▸ Set exercise 1
Write out the stored entries from the start of the listing up to and including the line containing "[247,73,408,124]", reproducing each line verbatim. Omit the pictures from your copy.

A gigantic hit in France, Christophe Barratier’s feature-film début, Les choristes / The Chorus, is the newest cinematic incarnation of that age-old theme: the teacher who, through firmness, kindness, and understanding – mostly kindness and understanding – tames the savage hearts of his/her pupils.
In addition to those qualities, the boarding-school teacher in Les choristes, like the one played by Noël-Noël in La
cage aux rossignols / A Cage of Nightingales back in 1945, also brings music into the lives of his students, a rowdy bunch of future bank robbers, corrupt politicians, and serial killers. Music – or more specifically, singing – saves the rebellious boys (and those around them) from a myriad fates worse than death.
Les choristes begins with two middle-aged men, the renowned French conductor Pierre Morhange (Jacques Perrin) and an old friend, Pépinot (Didier Flamand), who are brought together by the death of their old music teacher. Before you can say flashback, they start reminiscing about their days at a boarding school for boys.
In 1949, the unemployed music teacher Clément Mathieu (Gérard Jugnot) arrives at the school to work as a teacher-cum-supervisor. The boys are a bunch of difficult, quasi-murderous brats who, according to the strict disciplinarian headmaster Rachin (François Berléand), will only learn to behave themselves if they are either beaten with a stick or put in solitary confinement – or, preferably, both.
Mathieu, however, thinks otherwise. Although he has been warned that these boys are monsters disguised as human beings, he takes a liking to them, especially to the gifted, angelic-looking Pierre (Jean-Baptiste Maunier, photo) and the young orphan Pépinot (Maxence Perrin, Jacques’ real-life son), who every weekend waits in vain at the gate for a visit from his parents.
Clément decides to teach the boys to sing, and becomes mesmerized by Pierre’s heavenly voice. The boys, for their part, learn to trust and respect their teacher. Problems arise when the headmaster begins feeling threatened by Clément’s success, especially when a particularly troublesome youth arrives at the school. Guess who eventually wins.

Stored entries
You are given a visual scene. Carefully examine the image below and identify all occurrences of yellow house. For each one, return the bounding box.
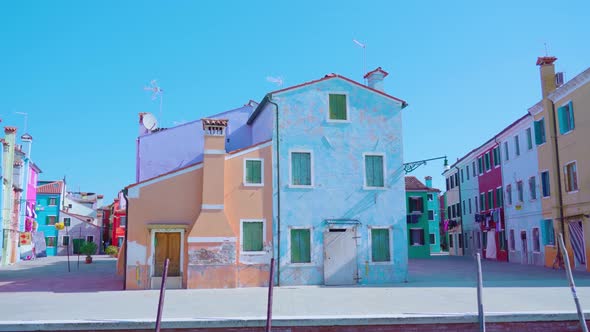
[529,56,590,271]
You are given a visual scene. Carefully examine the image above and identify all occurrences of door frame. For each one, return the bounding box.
[148,228,184,278]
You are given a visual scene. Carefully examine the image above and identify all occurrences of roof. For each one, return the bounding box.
[37,180,64,194]
[406,176,440,192]
[247,73,408,124]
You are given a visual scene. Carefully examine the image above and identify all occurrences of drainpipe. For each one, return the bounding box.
[122,188,129,290]
[266,94,281,286]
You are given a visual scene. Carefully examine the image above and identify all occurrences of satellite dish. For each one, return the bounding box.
[141,113,158,131]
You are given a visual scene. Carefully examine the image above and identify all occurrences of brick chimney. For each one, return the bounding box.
[424,175,432,188]
[537,56,557,98]
[364,67,389,91]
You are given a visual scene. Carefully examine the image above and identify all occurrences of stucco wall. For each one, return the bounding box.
[273,78,408,285]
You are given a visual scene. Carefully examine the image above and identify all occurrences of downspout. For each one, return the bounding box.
[455,166,467,256]
[121,188,129,290]
[266,94,281,286]
[551,101,567,256]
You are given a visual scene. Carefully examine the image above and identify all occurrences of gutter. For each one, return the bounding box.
[268,94,281,286]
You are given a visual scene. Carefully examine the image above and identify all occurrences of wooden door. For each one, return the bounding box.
[154,232,181,277]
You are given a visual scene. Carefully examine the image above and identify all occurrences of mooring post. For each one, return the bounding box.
[559,233,588,332]
[475,253,486,332]
[156,258,170,332]
[265,257,275,332]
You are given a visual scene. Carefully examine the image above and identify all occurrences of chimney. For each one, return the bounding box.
[424,175,432,188]
[537,56,557,98]
[190,119,235,237]
[364,67,389,91]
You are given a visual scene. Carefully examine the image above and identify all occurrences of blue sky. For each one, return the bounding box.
[0,1,590,200]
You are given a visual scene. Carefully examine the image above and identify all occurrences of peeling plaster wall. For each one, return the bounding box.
[136,106,253,182]
[263,78,408,285]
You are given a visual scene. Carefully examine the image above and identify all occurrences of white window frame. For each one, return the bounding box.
[289,149,315,189]
[363,152,387,190]
[242,158,264,187]
[240,218,268,256]
[287,226,316,266]
[367,226,394,265]
[563,160,580,194]
[326,91,350,123]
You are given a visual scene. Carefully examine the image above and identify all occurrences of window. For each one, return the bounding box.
[504,142,510,161]
[244,159,263,186]
[45,236,55,247]
[541,220,555,246]
[541,171,551,197]
[477,157,483,175]
[408,197,424,213]
[564,162,578,192]
[410,228,424,246]
[371,228,390,262]
[242,221,264,251]
[557,101,575,135]
[292,228,311,263]
[516,181,524,203]
[493,147,500,167]
[45,216,57,226]
[329,94,348,121]
[526,128,533,150]
[535,118,547,145]
[529,176,537,199]
[533,228,541,252]
[291,152,312,186]
[365,155,385,188]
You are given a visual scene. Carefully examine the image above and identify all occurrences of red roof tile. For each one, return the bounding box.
[37,180,63,194]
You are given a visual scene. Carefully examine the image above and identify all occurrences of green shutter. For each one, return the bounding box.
[242,222,263,251]
[371,229,391,262]
[330,94,347,120]
[291,229,311,263]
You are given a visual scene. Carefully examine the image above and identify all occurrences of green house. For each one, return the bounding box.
[406,176,441,258]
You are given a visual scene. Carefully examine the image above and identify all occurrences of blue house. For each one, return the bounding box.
[36,180,65,257]
[248,68,408,285]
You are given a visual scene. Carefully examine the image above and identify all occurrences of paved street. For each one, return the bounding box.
[0,256,590,321]
[0,256,123,292]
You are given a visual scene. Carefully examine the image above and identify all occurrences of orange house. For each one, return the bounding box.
[125,119,273,289]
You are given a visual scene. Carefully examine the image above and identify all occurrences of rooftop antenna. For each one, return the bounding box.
[143,79,164,123]
[14,112,29,133]
[352,39,367,80]
[266,76,283,88]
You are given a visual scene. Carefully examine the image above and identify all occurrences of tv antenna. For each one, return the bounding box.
[266,76,283,88]
[14,112,29,133]
[143,80,164,126]
[352,39,367,80]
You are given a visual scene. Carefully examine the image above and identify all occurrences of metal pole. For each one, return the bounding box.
[156,258,170,332]
[475,253,486,332]
[559,233,588,332]
[265,257,275,332]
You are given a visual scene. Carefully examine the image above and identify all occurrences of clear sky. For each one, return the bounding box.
[0,0,590,200]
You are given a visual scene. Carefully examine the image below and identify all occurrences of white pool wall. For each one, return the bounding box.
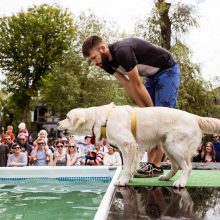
[94,167,122,220]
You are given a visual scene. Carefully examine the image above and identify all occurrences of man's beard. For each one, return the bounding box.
[98,52,109,68]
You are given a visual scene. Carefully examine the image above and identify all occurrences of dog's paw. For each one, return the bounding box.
[115,176,130,186]
[173,180,186,188]
[158,174,170,180]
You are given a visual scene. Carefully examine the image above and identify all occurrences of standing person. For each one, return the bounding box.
[4,135,14,152]
[18,122,29,138]
[86,144,104,166]
[7,143,27,167]
[103,144,122,166]
[67,142,81,166]
[212,134,220,162]
[82,36,180,177]
[2,125,15,144]
[80,135,95,163]
[0,143,9,167]
[30,138,53,166]
[53,140,70,166]
[201,142,216,163]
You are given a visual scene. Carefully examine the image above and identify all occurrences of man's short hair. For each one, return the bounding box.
[82,35,103,57]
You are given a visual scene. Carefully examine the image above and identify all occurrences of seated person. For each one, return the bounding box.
[7,143,27,167]
[30,138,52,166]
[103,144,122,166]
[53,139,70,166]
[67,142,81,166]
[85,144,104,166]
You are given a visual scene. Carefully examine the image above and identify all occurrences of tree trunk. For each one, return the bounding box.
[21,99,30,123]
[156,0,171,50]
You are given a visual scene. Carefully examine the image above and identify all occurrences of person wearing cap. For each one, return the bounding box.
[86,144,104,166]
[30,138,53,166]
[0,143,10,167]
[80,135,95,163]
[67,142,81,166]
[103,144,122,166]
[4,135,14,152]
[7,143,27,167]
[18,122,29,138]
[82,35,180,177]
[53,139,70,166]
[2,125,15,144]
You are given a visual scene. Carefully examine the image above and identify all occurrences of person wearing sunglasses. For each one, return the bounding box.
[7,143,27,167]
[0,143,10,167]
[53,139,70,166]
[212,134,220,162]
[30,138,52,166]
[67,143,81,166]
[2,125,15,144]
[4,135,14,153]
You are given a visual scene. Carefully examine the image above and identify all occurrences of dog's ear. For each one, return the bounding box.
[72,114,86,129]
[74,116,86,128]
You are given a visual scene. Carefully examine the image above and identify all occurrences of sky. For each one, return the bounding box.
[0,0,220,84]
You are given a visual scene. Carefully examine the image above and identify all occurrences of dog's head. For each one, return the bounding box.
[58,108,91,134]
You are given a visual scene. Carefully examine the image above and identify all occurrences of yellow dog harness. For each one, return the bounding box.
[101,110,137,139]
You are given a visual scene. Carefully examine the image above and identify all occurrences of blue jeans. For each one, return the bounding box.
[144,64,180,108]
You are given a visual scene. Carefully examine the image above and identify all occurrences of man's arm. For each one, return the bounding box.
[114,67,154,107]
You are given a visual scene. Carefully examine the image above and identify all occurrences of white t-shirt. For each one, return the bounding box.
[103,152,122,166]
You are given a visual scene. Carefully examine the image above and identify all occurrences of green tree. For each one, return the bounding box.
[0,4,75,122]
[135,0,214,116]
[41,12,130,118]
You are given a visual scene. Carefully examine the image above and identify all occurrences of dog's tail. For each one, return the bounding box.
[198,117,220,134]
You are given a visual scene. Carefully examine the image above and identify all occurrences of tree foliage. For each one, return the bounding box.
[0,4,75,121]
[41,12,129,118]
[135,0,214,116]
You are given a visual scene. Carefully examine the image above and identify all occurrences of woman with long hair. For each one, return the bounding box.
[201,142,216,163]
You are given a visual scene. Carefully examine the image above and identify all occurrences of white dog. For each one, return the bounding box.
[58,103,220,187]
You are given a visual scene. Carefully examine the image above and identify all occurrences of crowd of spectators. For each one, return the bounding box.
[0,123,220,167]
[0,123,123,167]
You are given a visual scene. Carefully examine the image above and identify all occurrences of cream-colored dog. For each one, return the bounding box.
[58,103,220,187]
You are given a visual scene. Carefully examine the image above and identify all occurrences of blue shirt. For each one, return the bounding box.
[31,150,48,166]
[212,141,220,162]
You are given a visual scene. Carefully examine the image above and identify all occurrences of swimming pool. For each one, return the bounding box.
[0,166,121,220]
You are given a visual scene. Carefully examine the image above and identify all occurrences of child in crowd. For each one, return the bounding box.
[2,125,15,144]
[18,122,29,138]
[201,142,216,163]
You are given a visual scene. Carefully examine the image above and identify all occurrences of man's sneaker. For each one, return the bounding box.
[134,163,163,178]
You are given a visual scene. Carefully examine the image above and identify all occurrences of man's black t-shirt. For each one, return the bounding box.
[103,38,175,76]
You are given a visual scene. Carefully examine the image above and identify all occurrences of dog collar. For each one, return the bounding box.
[100,111,137,139]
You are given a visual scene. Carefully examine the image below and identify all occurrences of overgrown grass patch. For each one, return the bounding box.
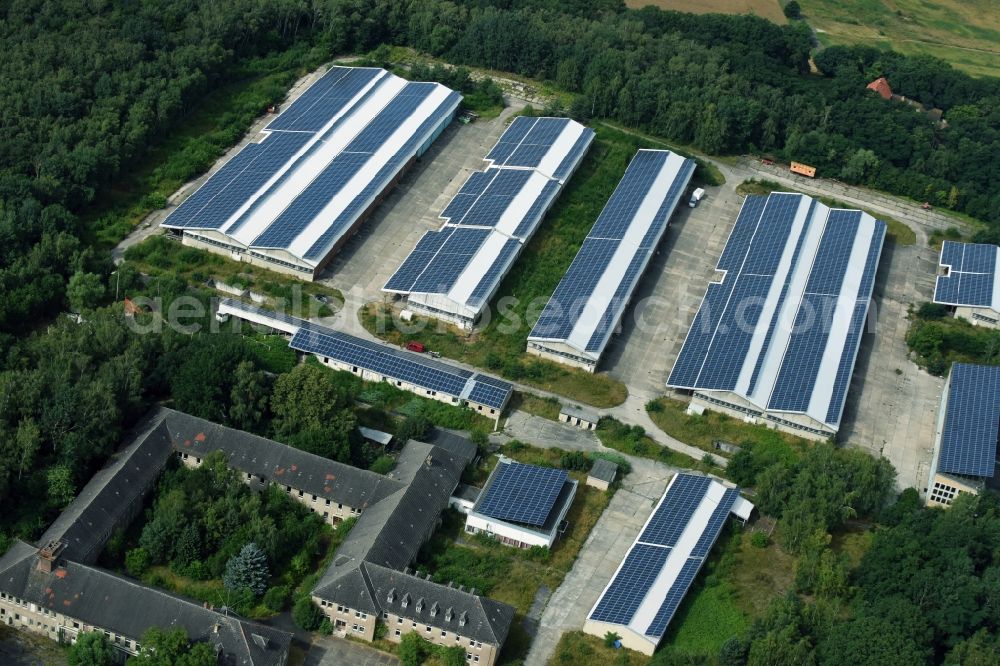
[549,631,650,666]
[595,417,712,475]
[736,179,917,245]
[125,235,344,318]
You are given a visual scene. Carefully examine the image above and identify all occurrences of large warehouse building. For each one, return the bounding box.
[163,67,462,280]
[583,474,753,654]
[528,150,695,372]
[383,117,594,329]
[218,298,514,423]
[934,241,1000,328]
[926,363,1000,506]
[667,193,886,439]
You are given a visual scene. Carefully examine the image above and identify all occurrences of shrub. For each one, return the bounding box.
[292,595,323,631]
[125,546,151,578]
[264,585,292,613]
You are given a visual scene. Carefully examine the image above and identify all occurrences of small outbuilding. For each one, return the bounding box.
[587,458,618,490]
[559,405,601,430]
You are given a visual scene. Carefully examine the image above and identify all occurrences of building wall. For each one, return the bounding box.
[527,340,597,372]
[927,474,979,507]
[177,452,361,525]
[0,592,139,655]
[691,391,837,442]
[955,307,1000,328]
[382,611,500,666]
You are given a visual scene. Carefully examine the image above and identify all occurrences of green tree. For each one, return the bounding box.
[66,271,104,312]
[222,543,270,596]
[229,361,268,432]
[292,595,323,631]
[66,631,118,666]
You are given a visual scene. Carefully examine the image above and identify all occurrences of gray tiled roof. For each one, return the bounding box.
[39,418,171,563]
[160,409,402,509]
[0,542,292,666]
[364,563,514,645]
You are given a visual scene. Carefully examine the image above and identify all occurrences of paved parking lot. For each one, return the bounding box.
[320,106,520,302]
[305,636,399,666]
[840,243,944,490]
[524,459,675,666]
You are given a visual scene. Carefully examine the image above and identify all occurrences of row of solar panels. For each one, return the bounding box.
[220,298,514,411]
[383,117,594,319]
[667,193,886,428]
[934,241,1000,311]
[164,67,461,265]
[588,474,739,643]
[528,150,695,363]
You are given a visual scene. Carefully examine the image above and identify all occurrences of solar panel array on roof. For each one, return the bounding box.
[667,193,885,432]
[528,150,695,363]
[383,117,594,325]
[937,363,1000,477]
[164,67,461,272]
[588,474,739,646]
[934,241,1000,310]
[473,461,568,525]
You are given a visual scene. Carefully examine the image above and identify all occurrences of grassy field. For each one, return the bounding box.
[736,179,917,245]
[799,0,1000,76]
[125,236,344,318]
[625,0,787,24]
[595,418,724,475]
[646,398,809,453]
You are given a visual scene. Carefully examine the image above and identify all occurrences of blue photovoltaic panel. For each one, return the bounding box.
[934,241,1000,307]
[667,281,733,388]
[289,327,472,397]
[698,274,773,391]
[475,462,568,525]
[826,220,886,425]
[590,543,670,624]
[305,92,462,261]
[638,474,712,546]
[486,116,538,164]
[468,374,514,409]
[265,67,382,132]
[691,488,740,557]
[938,363,1000,477]
[469,238,521,306]
[253,83,434,248]
[531,238,618,340]
[411,227,490,293]
[531,150,694,354]
[644,557,704,637]
[163,133,311,229]
[717,196,767,271]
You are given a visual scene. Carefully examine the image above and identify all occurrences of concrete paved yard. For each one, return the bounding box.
[305,636,399,666]
[320,106,520,301]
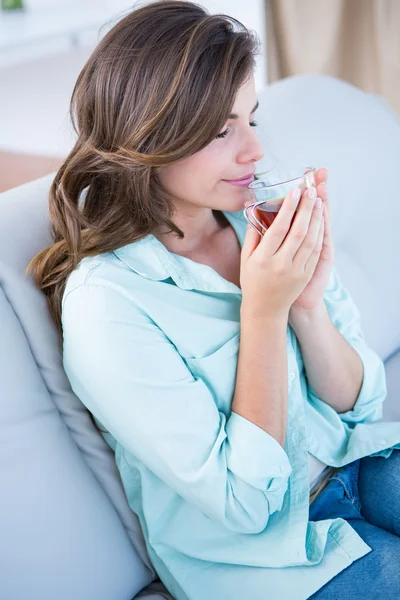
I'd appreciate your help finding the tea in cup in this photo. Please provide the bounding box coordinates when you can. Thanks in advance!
[243,167,316,236]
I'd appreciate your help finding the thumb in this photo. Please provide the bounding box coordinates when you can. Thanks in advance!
[242,203,261,258]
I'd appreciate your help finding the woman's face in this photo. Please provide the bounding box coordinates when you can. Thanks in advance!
[159,76,264,212]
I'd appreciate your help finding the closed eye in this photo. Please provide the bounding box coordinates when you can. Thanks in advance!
[216,121,258,138]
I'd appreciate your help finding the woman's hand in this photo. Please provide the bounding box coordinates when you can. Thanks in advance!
[289,168,334,322]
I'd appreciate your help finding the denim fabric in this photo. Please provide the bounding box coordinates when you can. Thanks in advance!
[309,450,400,600]
[62,204,400,600]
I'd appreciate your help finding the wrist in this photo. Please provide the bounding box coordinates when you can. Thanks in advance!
[240,303,289,327]
[289,300,327,325]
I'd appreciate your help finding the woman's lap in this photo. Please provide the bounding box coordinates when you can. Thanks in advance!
[309,450,400,600]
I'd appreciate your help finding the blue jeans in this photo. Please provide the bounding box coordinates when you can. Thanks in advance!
[309,450,400,600]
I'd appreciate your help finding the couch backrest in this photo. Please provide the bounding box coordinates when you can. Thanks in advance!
[256,75,400,360]
[0,175,156,600]
[0,76,400,600]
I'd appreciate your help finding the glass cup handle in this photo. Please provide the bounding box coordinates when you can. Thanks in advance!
[243,200,268,237]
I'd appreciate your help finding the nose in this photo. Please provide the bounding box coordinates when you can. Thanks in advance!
[237,128,264,164]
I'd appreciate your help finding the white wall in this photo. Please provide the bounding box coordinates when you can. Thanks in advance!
[0,0,267,157]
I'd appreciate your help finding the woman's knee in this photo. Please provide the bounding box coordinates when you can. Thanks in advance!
[358,450,400,536]
[310,519,400,600]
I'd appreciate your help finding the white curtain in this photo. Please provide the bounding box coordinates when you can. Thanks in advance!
[265,0,400,113]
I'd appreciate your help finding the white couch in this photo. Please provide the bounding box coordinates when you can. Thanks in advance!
[0,76,400,600]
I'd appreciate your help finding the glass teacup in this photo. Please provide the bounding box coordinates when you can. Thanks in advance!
[243,167,316,236]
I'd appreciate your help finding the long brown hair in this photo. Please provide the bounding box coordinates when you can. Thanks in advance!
[26,0,259,334]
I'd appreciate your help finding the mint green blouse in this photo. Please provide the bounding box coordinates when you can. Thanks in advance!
[62,207,400,600]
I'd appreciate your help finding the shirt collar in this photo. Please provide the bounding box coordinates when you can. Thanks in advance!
[114,211,247,294]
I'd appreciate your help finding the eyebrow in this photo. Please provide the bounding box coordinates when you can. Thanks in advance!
[228,102,260,119]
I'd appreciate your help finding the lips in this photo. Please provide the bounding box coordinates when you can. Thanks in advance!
[224,171,254,182]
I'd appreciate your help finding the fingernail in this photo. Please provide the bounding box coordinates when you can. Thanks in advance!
[292,188,301,202]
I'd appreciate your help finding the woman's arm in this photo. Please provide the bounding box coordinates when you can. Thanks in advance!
[63,284,292,533]
[289,302,363,413]
[289,265,387,425]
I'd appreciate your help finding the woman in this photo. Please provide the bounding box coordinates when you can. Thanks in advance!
[31,1,400,600]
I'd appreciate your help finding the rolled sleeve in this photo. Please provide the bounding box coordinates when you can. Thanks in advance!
[309,266,387,425]
[226,412,292,494]
[62,284,290,533]
[339,339,387,424]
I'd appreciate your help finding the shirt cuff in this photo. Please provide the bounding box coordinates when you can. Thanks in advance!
[226,412,292,492]
[338,340,387,424]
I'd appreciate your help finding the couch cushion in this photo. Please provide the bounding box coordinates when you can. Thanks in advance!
[0,175,166,600]
[382,351,400,422]
[257,75,400,359]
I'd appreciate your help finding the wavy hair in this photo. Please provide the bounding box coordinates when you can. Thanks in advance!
[26,0,259,336]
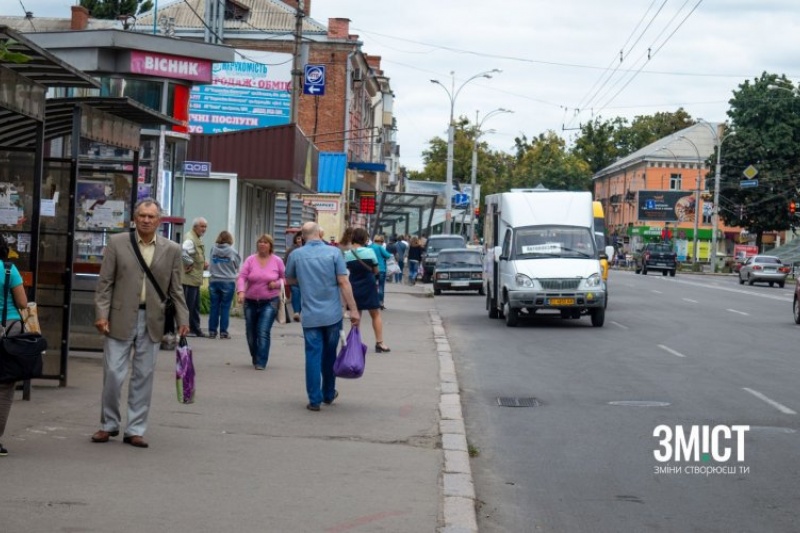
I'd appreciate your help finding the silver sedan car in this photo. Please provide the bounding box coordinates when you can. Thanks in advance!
[739,255,791,288]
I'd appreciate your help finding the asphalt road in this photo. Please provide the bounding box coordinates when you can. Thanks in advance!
[436,271,800,532]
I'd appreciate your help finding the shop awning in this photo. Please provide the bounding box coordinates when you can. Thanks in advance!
[0,25,100,89]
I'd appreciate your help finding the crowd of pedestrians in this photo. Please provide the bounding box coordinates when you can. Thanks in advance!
[0,214,438,456]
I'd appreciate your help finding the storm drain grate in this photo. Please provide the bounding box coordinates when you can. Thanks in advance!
[497,396,542,407]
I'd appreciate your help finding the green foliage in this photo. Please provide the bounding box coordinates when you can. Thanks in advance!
[720,72,800,246]
[81,0,153,20]
[0,39,31,64]
[572,108,694,173]
[506,131,592,191]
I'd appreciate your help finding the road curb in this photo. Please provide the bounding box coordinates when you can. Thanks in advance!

▸ Set exercise 2
Extend the review of the film Les choristes by continuing from its final sentence.

▸ Task response 1
You are given a visual scene. Carefully examine the image below and identify all occurrences of yellow house. For each one, return the bounding box.
[529,56,590,271]
You are given a visual scene. Carefully examine the image above and identify all occurrences of door frame. For each one, return the bounding box.
[148,228,184,278]
You are given a visual scene. Carefully examine the image above and identify all occurrences of roof. For each one, return the bounding box.
[37,180,64,194]
[406,176,440,192]
[247,73,408,124]

▸ Task response 2
For treacle like this to work, several elements must be present: a screenplay full of humor and pathos (such as Ruth Prawer Jhabvala’s for the more elaborate and more personal Madame Sousatzka); one or more solid performances (think of Shirley MacLaine’s private tutor Madame Sousatzka, or Meryl Streep’s real-life violin teacher Roberta Guaspari in Music of the Heart); the appropriately tender directorial touch (for instance, Tay Garnett’s in the charmingly nostalgic 1941 drama Cheers for Miss Bishop); and/or a singing & crying Lulu (“A friend who taught me right from wrong and weak from strong. That’s a lot to learn, What, what can I give you in return?”).
Since MacLaine, Streep, and Lulu are nowhere to be seen (or heard) in Les choristes, while Barratier’s direction and screenplay (with Philippe Lopes-Curval) proudly replace humor and pathos with cutesiness and bathos, this musicalized “Au prof avec amour” will appeal only to those who like their movies dripping with syrup.
Considering the film’s blockbuster status in a number of countries, there are millions of such filmgoers out there. Those will surely not be disappointed with Les choristes – just make sure you check your blood-sugar level before entering the theater.
LES CHORISTES / THE CHORUS (2004). Director: Christophe Barratier. Cast: Gérard Jugnot, François Berléand, Jean-Baptiste Maunier, Kad Merad, Marie Bunel, Jacques Perrin, Maxence Perrin, Didier Flamand, Grégory Gatignol, Thomas Blumenthal. Screenplay: Christophe Barratier and Philippe Lopes-Curval; inspired by the 1945 motion picture La cage aux rossignols / A Cage of Nightingales, written by Georges Chaperot, Noël-Noël, and René Wheeler.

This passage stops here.